++++ Available data ++++

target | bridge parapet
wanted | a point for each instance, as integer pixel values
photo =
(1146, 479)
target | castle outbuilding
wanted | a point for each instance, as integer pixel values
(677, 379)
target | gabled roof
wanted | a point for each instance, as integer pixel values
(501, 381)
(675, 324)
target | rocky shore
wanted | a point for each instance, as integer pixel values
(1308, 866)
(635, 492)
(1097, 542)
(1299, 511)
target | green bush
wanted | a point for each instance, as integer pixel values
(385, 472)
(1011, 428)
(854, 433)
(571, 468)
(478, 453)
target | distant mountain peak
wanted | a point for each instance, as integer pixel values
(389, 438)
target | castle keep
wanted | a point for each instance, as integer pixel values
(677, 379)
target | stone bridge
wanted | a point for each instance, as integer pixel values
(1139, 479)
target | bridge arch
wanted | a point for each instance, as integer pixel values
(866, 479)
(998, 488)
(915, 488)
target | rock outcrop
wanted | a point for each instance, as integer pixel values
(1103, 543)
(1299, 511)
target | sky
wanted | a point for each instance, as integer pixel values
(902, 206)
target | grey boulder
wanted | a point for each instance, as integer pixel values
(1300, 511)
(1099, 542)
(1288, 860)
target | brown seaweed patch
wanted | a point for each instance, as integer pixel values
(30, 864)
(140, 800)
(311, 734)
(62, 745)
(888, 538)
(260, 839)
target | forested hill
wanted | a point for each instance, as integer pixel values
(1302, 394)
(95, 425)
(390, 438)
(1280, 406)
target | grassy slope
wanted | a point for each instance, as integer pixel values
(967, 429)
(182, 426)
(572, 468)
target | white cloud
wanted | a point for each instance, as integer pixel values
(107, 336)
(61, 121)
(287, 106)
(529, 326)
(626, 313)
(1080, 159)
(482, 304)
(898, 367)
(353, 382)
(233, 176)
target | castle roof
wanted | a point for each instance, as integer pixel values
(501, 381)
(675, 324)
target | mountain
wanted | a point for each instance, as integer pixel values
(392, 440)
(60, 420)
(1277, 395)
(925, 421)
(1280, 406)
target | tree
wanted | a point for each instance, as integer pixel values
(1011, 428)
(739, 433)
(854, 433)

++++

Can you return all of the data above line for line, with no changes?

§ Expected output:
target | bridge parapet
wanted | a point for each instance, as integer pixel values
photo =
(1146, 479)
target | castle outbuilding
wanted | a point for each instance, as integer pixel values
(677, 379)
target | gabled roof
wanted | a point for each instance, as integer pixel values
(501, 381)
(675, 324)
target | rocky shore
wanted | a point for each instance, as integer pixel values
(1308, 866)
(635, 492)
(1097, 542)
(1299, 511)
target | green bush
wanted | a point for each instance, as integer pixel values
(385, 472)
(1011, 428)
(854, 433)
(571, 468)
(478, 453)
target | distant mountain peak
wanted | a point for each instance, as integer pixel values
(389, 438)
target | castle keep
wanted | a point for each instance, as integer pixel values
(677, 379)
target | stone bridge
wanted | a point for each instance, as integer pixel values
(1139, 479)
target | bridge arch
wanted | a point for each instance, as integer pixel values
(866, 479)
(998, 488)
(915, 488)
target | rock outcrop
wanted | a point for each instance, as integer pixel values
(1103, 543)
(1299, 511)
target | sky
wanted | a point for each instance, as integer pixel values
(902, 206)
target | grey boulder
wanted | a point for each instance, as integer pixel values
(1300, 511)
(1099, 542)
(1288, 860)
target | brown seaweed patch
wanted | a point for each instance, as integer pixel values
(30, 864)
(140, 800)
(311, 734)
(62, 745)
(888, 538)
(260, 839)
target | forested hill
wanted | a point for each instance, as integer pixel values
(1302, 394)
(95, 425)
(390, 438)
(1280, 406)
target | grassy slope
wanted | a point for each instance, as integer pixel values
(967, 429)
(182, 426)
(572, 468)
target | white cloud
wanted | a point for each instance, as integer pixel values
(107, 336)
(61, 121)
(287, 106)
(529, 326)
(626, 313)
(1080, 159)
(482, 304)
(898, 367)
(353, 382)
(233, 176)
target | castle roof
wanted | a point for each instance, as integer pixel values
(501, 381)
(675, 324)
target | mountain
wanted | a point for each instance, as integer pixel values
(392, 440)
(60, 420)
(1277, 395)
(925, 421)
(1280, 406)
target | tree
wanted | a point for each instance, as integer pixel values
(1011, 428)
(739, 433)
(854, 433)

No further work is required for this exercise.